→ ZADANIE DO ROZWIĄZANIA: Przedstaw poniższe wiersze jako listę numerowaną i pomiń puste wiersze. Nie umieszczaj w odpowiedzi obrazów.
---------- DOSTARCZONY MATERIAŁ
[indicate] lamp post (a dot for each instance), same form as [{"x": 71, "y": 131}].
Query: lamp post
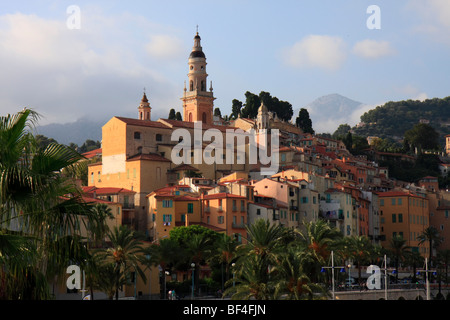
[
  {"x": 427, "y": 281},
  {"x": 349, "y": 275},
  {"x": 234, "y": 272},
  {"x": 193, "y": 269},
  {"x": 332, "y": 273},
  {"x": 166, "y": 273}
]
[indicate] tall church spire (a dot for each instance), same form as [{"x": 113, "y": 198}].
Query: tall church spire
[
  {"x": 198, "y": 102},
  {"x": 144, "y": 108}
]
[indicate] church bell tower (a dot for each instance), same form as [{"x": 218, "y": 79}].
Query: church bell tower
[{"x": 198, "y": 102}]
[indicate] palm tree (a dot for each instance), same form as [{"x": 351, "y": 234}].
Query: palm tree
[
  {"x": 100, "y": 213},
  {"x": 430, "y": 235},
  {"x": 264, "y": 239},
  {"x": 398, "y": 249},
  {"x": 198, "y": 251},
  {"x": 413, "y": 259},
  {"x": 224, "y": 252},
  {"x": 293, "y": 283},
  {"x": 444, "y": 258},
  {"x": 251, "y": 280},
  {"x": 36, "y": 199},
  {"x": 166, "y": 253},
  {"x": 125, "y": 253},
  {"x": 319, "y": 238},
  {"x": 360, "y": 250}
]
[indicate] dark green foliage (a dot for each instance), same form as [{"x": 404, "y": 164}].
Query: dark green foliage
[
  {"x": 304, "y": 122},
  {"x": 282, "y": 109},
  {"x": 393, "y": 119}
]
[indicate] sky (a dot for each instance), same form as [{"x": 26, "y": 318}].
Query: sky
[{"x": 69, "y": 60}]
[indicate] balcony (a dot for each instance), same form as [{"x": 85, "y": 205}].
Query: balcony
[
  {"x": 128, "y": 206},
  {"x": 331, "y": 215}
]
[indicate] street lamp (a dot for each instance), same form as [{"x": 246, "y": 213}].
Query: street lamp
--------------------
→ ODPOWIEDŹ NA ZADANIE:
1. [indicate] lamp post (a dot for each instance), same form as [{"x": 71, "y": 131}].
2. Query: lamp post
3. [
4.   {"x": 427, "y": 281},
5.   {"x": 349, "y": 275},
6.   {"x": 234, "y": 272},
7.   {"x": 193, "y": 269},
8.   {"x": 332, "y": 273},
9.   {"x": 166, "y": 273}
10. ]
11. [indicate] tall church spire (a dot for each instance), same form as [{"x": 113, "y": 198}].
12. Query: tall church spire
13. [
14.   {"x": 198, "y": 102},
15.   {"x": 144, "y": 108}
16. ]
17. [indicate] church bell tower (a dot for each instance), same form as [{"x": 218, "y": 79}].
18. Query: church bell tower
19. [{"x": 198, "y": 102}]
20. [indicate] palm tree (a dot for each instance), same form as [{"x": 351, "y": 234}].
21. Query: palm tree
22. [
23.   {"x": 100, "y": 213},
24.   {"x": 430, "y": 235},
25.   {"x": 264, "y": 239},
26.   {"x": 398, "y": 249},
27.   {"x": 198, "y": 251},
28.   {"x": 413, "y": 259},
29.   {"x": 224, "y": 252},
30.   {"x": 293, "y": 283},
31.   {"x": 444, "y": 258},
32.   {"x": 251, "y": 280},
33.   {"x": 36, "y": 199},
34.   {"x": 166, "y": 253},
35.   {"x": 125, "y": 253},
36.   {"x": 319, "y": 238},
37.   {"x": 360, "y": 250}
38. ]
39. [indicate] dark green foliage (a dot for each instance), same form as [{"x": 404, "y": 164}].
40. Query: dark green foliage
41. [
42.   {"x": 304, "y": 122},
43.   {"x": 282, "y": 109},
44.   {"x": 393, "y": 119}
45. ]
46. [indicate] sky (a dot for each instance), same form as [{"x": 26, "y": 318}].
47. Query: sky
48. [{"x": 69, "y": 60}]
49. [indicate] balcony (a dot for each instance), same form as [{"x": 85, "y": 205}].
50. Query: balcony
51. [
52.   {"x": 128, "y": 206},
53.   {"x": 331, "y": 215}
54. ]
55. [indicate] street lamp (a dot for each instance), same form as [{"x": 246, "y": 213}].
56. Query: street lamp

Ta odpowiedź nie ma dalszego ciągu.